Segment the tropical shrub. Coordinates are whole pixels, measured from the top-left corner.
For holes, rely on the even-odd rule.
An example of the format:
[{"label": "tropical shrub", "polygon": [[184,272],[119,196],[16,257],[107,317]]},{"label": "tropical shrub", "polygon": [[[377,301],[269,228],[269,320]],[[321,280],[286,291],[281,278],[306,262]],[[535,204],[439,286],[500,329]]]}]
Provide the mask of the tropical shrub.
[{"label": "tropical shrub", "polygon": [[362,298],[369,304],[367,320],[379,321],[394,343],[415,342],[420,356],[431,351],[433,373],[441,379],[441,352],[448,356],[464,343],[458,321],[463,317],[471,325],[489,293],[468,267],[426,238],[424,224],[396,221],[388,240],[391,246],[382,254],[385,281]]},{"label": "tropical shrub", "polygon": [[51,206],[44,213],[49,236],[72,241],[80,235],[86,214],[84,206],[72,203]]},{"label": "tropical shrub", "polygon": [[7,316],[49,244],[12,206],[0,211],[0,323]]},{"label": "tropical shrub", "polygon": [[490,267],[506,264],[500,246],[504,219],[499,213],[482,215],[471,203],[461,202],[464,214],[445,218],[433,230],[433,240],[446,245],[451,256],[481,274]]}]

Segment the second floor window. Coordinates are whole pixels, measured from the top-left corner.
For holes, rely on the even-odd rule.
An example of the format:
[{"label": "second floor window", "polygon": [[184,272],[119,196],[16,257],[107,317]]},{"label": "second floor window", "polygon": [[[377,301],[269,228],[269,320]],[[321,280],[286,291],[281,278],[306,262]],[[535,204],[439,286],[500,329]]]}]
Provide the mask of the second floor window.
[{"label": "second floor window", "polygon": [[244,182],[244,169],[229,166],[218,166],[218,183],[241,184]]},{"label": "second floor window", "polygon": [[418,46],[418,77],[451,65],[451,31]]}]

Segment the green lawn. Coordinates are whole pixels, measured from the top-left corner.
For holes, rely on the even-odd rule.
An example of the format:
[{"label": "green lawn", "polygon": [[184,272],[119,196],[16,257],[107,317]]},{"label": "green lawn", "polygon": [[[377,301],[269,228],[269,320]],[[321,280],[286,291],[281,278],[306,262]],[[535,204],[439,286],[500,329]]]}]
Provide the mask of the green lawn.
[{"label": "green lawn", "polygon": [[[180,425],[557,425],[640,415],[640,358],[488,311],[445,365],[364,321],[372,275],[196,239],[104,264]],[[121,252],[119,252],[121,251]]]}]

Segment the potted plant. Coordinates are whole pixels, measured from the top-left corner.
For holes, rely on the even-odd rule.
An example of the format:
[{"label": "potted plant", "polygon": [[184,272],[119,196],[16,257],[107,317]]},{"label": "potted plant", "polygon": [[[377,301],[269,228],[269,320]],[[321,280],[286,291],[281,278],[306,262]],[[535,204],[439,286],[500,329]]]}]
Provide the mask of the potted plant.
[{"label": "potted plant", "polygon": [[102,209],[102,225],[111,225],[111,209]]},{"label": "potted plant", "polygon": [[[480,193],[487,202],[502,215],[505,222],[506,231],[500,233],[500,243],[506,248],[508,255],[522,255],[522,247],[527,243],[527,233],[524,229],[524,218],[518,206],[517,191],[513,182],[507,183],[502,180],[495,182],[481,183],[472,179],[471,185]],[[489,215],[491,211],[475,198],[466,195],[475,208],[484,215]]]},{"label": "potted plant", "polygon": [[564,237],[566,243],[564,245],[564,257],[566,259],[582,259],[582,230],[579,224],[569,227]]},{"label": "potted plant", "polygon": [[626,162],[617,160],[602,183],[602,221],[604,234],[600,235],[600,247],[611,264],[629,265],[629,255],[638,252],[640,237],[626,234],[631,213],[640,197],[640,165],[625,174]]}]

__________________________________________________

• Exercise details
Transcribe all the entries exactly, as they stand.

• Completed task
Segment the tropical shrub. Coordinates are whole pixels, measured from the top-left corner.
For holes, rely on the even-odd rule.
An example of the format:
[{"label": "tropical shrub", "polygon": [[184,272],[119,196],[16,257],[107,317]]},{"label": "tropical shrub", "polygon": [[[377,301],[269,228],[269,320]],[[321,280],[286,291],[281,278],[306,262]],[[535,204],[439,286],[500,329]]]}]
Provide the mask of the tropical shrub.
[{"label": "tropical shrub", "polygon": [[362,298],[369,304],[367,320],[379,321],[394,343],[415,342],[420,356],[431,351],[433,373],[441,379],[441,352],[448,356],[464,343],[458,321],[463,317],[471,325],[489,293],[468,267],[426,238],[424,224],[396,221],[388,240],[391,246],[382,254],[385,281]]},{"label": "tropical shrub", "polygon": [[51,206],[44,213],[49,236],[72,241],[80,235],[86,214],[84,206],[72,203]]},{"label": "tropical shrub", "polygon": [[7,316],[49,244],[12,206],[0,211],[0,323]]},{"label": "tropical shrub", "polygon": [[490,267],[506,264],[500,246],[504,219],[499,213],[482,215],[471,203],[461,202],[464,214],[445,218],[433,230],[433,240],[446,245],[451,256],[481,274]]}]

Segment the second floor window. Coordinates are whole pixels, measured from the top-left corner.
For holes, rely on the even-odd rule.
An example of the format:
[{"label": "second floor window", "polygon": [[184,272],[119,196],[16,257],[107,317]]},{"label": "second floor window", "polygon": [[[377,301],[269,228],[269,320]],[[321,280],[286,291],[281,278],[306,262]],[[535,204],[439,286],[500,329]]]}]
Provide the mask of the second floor window.
[{"label": "second floor window", "polygon": [[244,182],[244,169],[229,166],[218,166],[218,183],[241,184]]},{"label": "second floor window", "polygon": [[418,46],[418,77],[451,65],[451,31]]}]

Segment the green lawn. Coordinates are whole pixels, measured from the top-left corner.
For holes, rely on the even-odd rule.
An example of the format:
[{"label": "green lawn", "polygon": [[184,272],[119,196],[16,257],[107,317]]},{"label": "green lawn", "polygon": [[[377,301],[269,228],[269,320]],[[321,280],[286,291],[281,278],[306,262]],[[535,204],[439,286],[500,329]]]}]
Provide the mask of the green lawn.
[{"label": "green lawn", "polygon": [[[180,425],[557,425],[640,415],[640,358],[488,311],[445,365],[364,321],[372,275],[196,239],[104,264]],[[121,252],[119,252],[121,251]]]}]

Segment the potted plant. Coordinates are whole pixels, measured from the top-left corner.
For holes, rely on the even-odd rule.
An example of the format:
[{"label": "potted plant", "polygon": [[184,272],[119,196],[16,257],[107,317]]},{"label": "potted plant", "polygon": [[[377,301],[269,228],[269,320]],[[321,280],[286,291],[281,278],[306,262]],[[535,204],[439,286],[500,329]]]}]
Provide the mask of the potted plant.
[{"label": "potted plant", "polygon": [[102,209],[102,225],[111,225],[111,209]]},{"label": "potted plant", "polygon": [[[480,193],[487,202],[502,215],[505,222],[506,231],[500,233],[500,243],[506,248],[508,255],[522,255],[522,247],[527,243],[527,233],[524,229],[524,218],[518,206],[517,191],[513,182],[507,183],[502,180],[495,182],[481,183],[472,179],[471,185]],[[489,215],[491,211],[475,198],[466,195],[475,208],[484,215]]]},{"label": "potted plant", "polygon": [[564,237],[566,243],[564,245],[564,257],[566,259],[582,259],[582,230],[579,224],[569,227]]},{"label": "potted plant", "polygon": [[626,162],[617,160],[602,183],[602,221],[604,234],[600,235],[600,247],[611,264],[629,265],[629,255],[638,252],[640,237],[626,234],[631,213],[640,197],[640,165],[625,174]]}]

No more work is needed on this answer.